# Given request:
Can you transcribe the essay about guns at Starbucks word for word, between "When you put" and "tools of death.", inclusive?

— START OF Page —

I missed “Bring Your Gun to Starbucks Day” this week.
The plan was to “thank starbucks for standing up for our right to bear arms” by bearing arms into Starbucks and ordering coffee. There was a logo and everything – the Starbucks mermaid-goddess, brandishing two handguns, framed with the words “I Love Guns & Coffee”.
I find this all rather disconcerting.
I understand why you need to carry a gun. I understand the need for self defense. I understand that “the only way to stop a bad guy with a gun is a good guy with a gun”.
In this broken world, perhaps guns are necessary. But we’ve forgetten that they’re a necessary evil, and they’ve become something celebrated and loved.
[ source: The Daily Dot ]
Evil never rests, and if a bad guy is in a coffee shop with a gun then I’m grateful that a good guy can carry his gun into the coffee shop too. That right, and the freedom and security it brings, should be celebrated.
But what does it say about us, about our society, when we aren’t just celebrating our rights, our freedom, and security – we’re celebrating the weapons themselves? What does it say about ourselves when we proudly proclaim “I love guns!”? Have we forgotten that these are implements of death, carefully designed and engineered to quickly and accurately damage and destroy human bodies?
(These guns are designed to shoot plywood and small animals.)
Of course, there are good and healthy places to use guns. I’ve enjoyed shooting at pop cans and targets in the woods of Arkansas. I love meat as much as anybody, and respect anybody who can turn an animal into steak. But when you’re carrying a handgun into a coffee shop, it has nothing to do with sport. As the organizers of Starbucks gun day said, “Second Amendment is not about hunting deer. It’s about stopping thugs from hunting your family.”
When you put it that way, it seems like a strange hobby.
Maybe we should think about concealed guns the way we think about life insurance policies – you should have one if you need it, but you should also pray to God that you never do need it. But instead, we have this. Not just a love of liberty, a love of the guns themselves. Celebration of the tools of death.
They say that if you’re a hammer, every problem looks like a nail. I wonder sometimes if this is not what weapons have become in our society. We’ve fallen in love with the sense of power, the bravado, the invincibility. And it’s permeated every level of our lives, from the handguns in Starbucks to the armed volunteer patrolling the suburbs. From SWAT teams serving routine warrants to Obama’s drones. If you’re a good guy with a gun, maybe you’re more likely to find a bad guy to shoot.

— END OF Page —
— START OF Raw data —

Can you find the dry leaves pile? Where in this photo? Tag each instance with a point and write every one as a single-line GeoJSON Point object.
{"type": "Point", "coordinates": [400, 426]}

— END OF Raw data —

# Final result:
When you put it that way, it seems like a strange hobby.
Maybe we should think about concealed guns the way we think about life insurance policies – you should have one if you need it, but you should also pray to God that you never do need it. But instead, we have this. Not just a love of liberty, a love of the guns themselves. Celebration of the tools of death.